● Directive
How many lines of the records below contain the string "blue"? Reply with the number alone.

● Data shown
■ ■ ■ ■ ■ ■ ■
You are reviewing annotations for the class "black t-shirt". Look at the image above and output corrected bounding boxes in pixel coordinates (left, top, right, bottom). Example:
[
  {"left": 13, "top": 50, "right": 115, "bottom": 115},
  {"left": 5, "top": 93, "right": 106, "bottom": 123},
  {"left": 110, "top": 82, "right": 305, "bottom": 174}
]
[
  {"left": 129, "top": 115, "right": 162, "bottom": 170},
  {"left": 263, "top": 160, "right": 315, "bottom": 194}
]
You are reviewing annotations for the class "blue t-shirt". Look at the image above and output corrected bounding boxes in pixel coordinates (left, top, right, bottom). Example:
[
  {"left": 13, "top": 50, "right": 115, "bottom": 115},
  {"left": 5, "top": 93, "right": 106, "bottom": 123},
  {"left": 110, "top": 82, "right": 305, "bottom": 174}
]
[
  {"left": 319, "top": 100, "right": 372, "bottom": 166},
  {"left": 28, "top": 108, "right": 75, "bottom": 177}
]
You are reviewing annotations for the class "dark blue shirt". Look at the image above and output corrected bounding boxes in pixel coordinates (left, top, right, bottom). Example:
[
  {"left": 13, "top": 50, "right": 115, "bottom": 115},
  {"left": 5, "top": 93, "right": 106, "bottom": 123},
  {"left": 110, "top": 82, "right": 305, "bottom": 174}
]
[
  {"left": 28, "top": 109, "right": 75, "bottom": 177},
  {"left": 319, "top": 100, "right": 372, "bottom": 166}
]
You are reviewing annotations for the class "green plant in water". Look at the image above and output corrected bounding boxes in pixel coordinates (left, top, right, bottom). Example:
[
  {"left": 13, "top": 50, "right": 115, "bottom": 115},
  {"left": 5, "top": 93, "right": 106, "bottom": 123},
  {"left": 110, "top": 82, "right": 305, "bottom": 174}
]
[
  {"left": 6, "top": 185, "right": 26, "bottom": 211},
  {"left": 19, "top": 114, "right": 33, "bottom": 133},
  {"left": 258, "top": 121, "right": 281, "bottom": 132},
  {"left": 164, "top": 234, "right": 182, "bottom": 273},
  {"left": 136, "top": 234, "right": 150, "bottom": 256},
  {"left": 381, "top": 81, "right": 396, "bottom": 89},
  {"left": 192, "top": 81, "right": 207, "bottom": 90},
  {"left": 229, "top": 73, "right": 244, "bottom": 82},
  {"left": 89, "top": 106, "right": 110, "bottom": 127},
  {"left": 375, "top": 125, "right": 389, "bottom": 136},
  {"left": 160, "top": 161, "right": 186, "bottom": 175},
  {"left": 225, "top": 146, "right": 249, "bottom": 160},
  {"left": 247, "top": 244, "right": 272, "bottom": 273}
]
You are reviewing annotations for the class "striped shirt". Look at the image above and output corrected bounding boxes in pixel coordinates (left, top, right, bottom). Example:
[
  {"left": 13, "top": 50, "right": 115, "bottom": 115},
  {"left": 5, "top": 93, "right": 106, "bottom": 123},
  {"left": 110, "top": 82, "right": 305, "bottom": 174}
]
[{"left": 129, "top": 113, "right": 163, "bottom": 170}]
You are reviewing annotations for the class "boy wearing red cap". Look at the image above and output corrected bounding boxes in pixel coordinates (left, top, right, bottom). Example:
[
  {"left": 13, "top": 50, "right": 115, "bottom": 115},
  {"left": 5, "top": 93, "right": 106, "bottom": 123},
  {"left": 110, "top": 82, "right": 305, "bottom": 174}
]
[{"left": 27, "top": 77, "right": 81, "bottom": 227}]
■ ■ ■ ■ ■ ■ ■
● Problem solution
2